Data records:
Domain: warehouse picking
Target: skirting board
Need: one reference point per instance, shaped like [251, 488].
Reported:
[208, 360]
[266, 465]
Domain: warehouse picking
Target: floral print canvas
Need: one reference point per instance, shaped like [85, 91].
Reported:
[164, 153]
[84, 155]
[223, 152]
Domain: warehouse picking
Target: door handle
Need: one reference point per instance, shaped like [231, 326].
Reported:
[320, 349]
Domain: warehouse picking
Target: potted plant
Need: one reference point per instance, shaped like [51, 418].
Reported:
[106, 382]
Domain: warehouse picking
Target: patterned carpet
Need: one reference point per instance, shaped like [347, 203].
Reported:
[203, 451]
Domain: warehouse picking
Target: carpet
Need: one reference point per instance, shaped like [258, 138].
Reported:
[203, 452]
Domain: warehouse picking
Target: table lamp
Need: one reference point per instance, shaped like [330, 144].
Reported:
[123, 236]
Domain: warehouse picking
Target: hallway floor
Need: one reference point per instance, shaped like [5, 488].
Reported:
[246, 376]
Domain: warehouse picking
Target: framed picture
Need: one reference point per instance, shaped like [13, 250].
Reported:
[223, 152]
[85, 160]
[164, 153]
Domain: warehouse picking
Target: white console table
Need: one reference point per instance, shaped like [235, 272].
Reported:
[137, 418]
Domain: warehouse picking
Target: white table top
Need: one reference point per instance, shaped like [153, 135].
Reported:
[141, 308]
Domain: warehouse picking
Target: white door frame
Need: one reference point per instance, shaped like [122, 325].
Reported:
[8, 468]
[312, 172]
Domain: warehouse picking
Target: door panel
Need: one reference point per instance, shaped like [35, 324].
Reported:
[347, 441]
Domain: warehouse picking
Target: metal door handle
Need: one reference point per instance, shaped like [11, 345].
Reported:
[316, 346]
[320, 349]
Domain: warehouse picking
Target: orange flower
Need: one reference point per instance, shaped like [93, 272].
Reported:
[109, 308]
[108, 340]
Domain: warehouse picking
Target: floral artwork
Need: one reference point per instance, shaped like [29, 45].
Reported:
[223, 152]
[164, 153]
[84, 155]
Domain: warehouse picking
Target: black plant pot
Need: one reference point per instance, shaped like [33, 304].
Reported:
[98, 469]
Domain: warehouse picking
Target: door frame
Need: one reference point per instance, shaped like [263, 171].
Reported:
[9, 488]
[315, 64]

▶ **EXERCISE INSTRUCTIONS**: Print the listing above in full, exactly as it is.

▶ **THE REPLY**:
Domain: warehouse picking
Target: skirting board
Need: one reference point per instance, shaped like [251, 488].
Reported:
[208, 360]
[266, 465]
Domain: warehouse picking
Target: floral print canvas
Need: one reference point per instance, shaped like [85, 91].
Reported:
[164, 153]
[84, 155]
[223, 152]
Domain: warehouse picking
Target: door handle
Need: one reference point per instance, shaped like [231, 326].
Reported:
[320, 349]
Domain: warehouse picking
Target: potted plant
Need: one reference point per instance, shaped like [51, 418].
Reported:
[106, 382]
Domain: warehouse picking
Target: patterned carpet
Need: one reference point per instance, shaped like [347, 203].
Reported:
[203, 451]
Domain: warehouse picking
Target: carpet
Need: one reference point per instance, shaped like [258, 138].
Reported:
[203, 452]
Domain: warehouse picking
Target: table lamp
Need: one reference point per instance, shaped like [330, 144].
Reported:
[123, 236]
Domain: warehouse picking
Target: hallway floor
Need: one reference point per instance, shaped like [5, 488].
Reported:
[246, 376]
Domain: warehouse picking
Target: framed picture
Need: one reference point per instance, shaped like [13, 250].
Reported:
[223, 152]
[85, 160]
[164, 153]
Domain: warehouse picking
Target: white console table
Need: one reference point per instance, shaped like [235, 272].
Reported:
[137, 418]
Domain: warehouse picking
Target: white table top
Need: one reference point per instance, shaped like [153, 135].
Reported:
[141, 308]
Domain: warehouse picking
Target: white door frame
Need: one reference point per instance, shaped like [122, 325].
Reported:
[8, 468]
[312, 172]
Domain: warehouse picking
Target: door panel
Need: one reference point per instance, shaped like [35, 324].
Reported:
[347, 441]
Domain: warehouse picking
Target: metal door handle
Need: one reference point per instance, shaped like [11, 345].
Reported:
[316, 346]
[320, 349]
Domain: warehouse picking
Target: orange flower
Need: one reference point per instance, shaped like [93, 272].
Reported:
[109, 308]
[108, 340]
Domain: warehouse picking
Target: floral artwork
Need: one reference point per instance, shaped like [29, 45].
Reported:
[223, 152]
[164, 153]
[84, 155]
Domain: warehouse picking
Target: black plant pot
Need: one reference point per instance, shaped like [33, 304].
Reported:
[98, 469]
Domain: warehouse picking
Target: door frame
Need: one reference point per instance, shaped like [263, 171].
Reported:
[9, 488]
[315, 64]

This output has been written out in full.